• TEXT SEGMENT:

= Beginning of Section =

Susan Rogers to receive Mental Health America's Highest Honor

Susan Rogers will receive the Clifford W. Beers Award at 2013 Annual Conference on June 7

ALEXANDRIA, Va. (May 7, 2013)—Mental Health America will present Susan Rogers of Philadelphia with its highest honor, the Clifford W. Beers Award, for her leadership and service at the Awards Banquet of its 2013 Annual Conference, Why Wellness Works: Breakthroughs and Pathways to Whole Health, on June 7 in National Harbor, MD.

Susan Rogers is Director of the National Mental Health Consumers’ Self-Help Clearinghouse (the Clearinghouse), a consumer-run national technical assistance center funded in part by the Substance Abuse and Mental Health Services Administration, and is Director of Special Projects of the Mental Health Association of Southeastern Pennsylvania (MHASP).

Each year, Mental Health America presents the Beers Award to a mental health consumer who best reflects the example set by Mental Health America founder  Clifford W. Beers in his or her efforts to improve conditions for and attitudes toward people living with mental health conditions.

“Throughout her 28 years as an activist in the self-help and advocacy movement of individuals with mental health conditions, Susan has exemplified the spirit of Clifford W. Beers,” said Wayne W. Lindstrom, Ph.D., president and CEO of Mental Health America. “Since the mid-1980s, Susan has been a driving force within, and behind, the consumer/survivor and recovery movements. She has continually shone a bright light on the fight for civil rights in the mental health arena even though, by choice, she herself often steps out of the spotlight and stands in the shadow of others.

“Susan has helped countless individuals and organizations acquire the knowledge and skills to make changes in the systems that serve individuals with mental health conditions.”

= End of Section =

• DATA SHOWN:
= Beginning of Section =

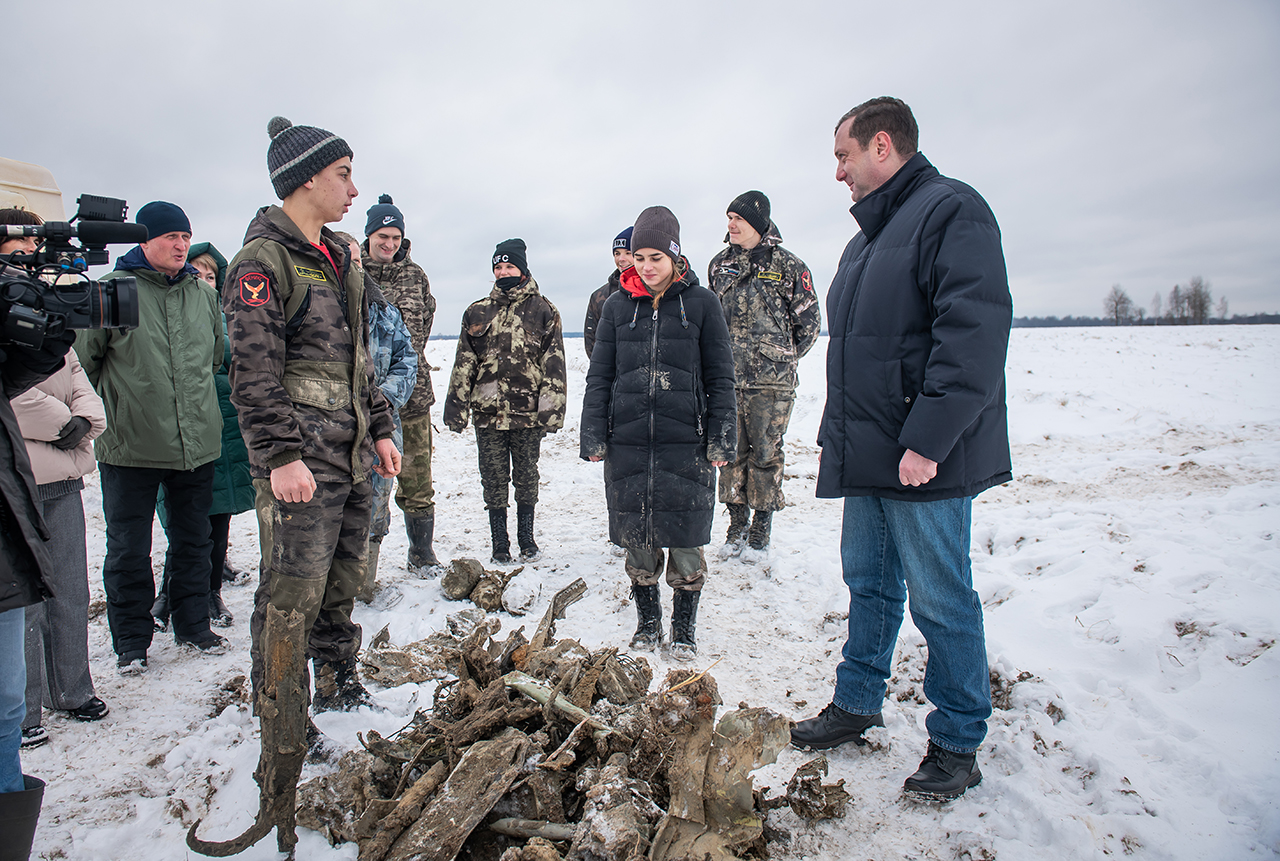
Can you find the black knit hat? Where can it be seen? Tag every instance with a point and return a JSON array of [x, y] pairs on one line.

= End of Section =

• REQUIREMENT 1:
In the award announcement, how many years has Susan Rogers been an activist in the self-help and advocacy movement?
• REQUIREMENT 2:
Rewrite the paragraph of the award announcement that begins "Susan Rogers is Director of the National Mental Health Consumers’" as a brief list.
The data have no connection to the award announcement.

• EXERCISE SOLUTION 1:
28 years.

• EXERCISE SOLUTION 2:
- Director of the National Mental Health Consumers’ Self-Help Clearinghouse, a consumer-run national technical assistance center funded in part by the Substance Abuse and Mental Health Services Administration
- Director of Special Projects of the Mental Health Association of Southeastern Pennsylvania (MHASP)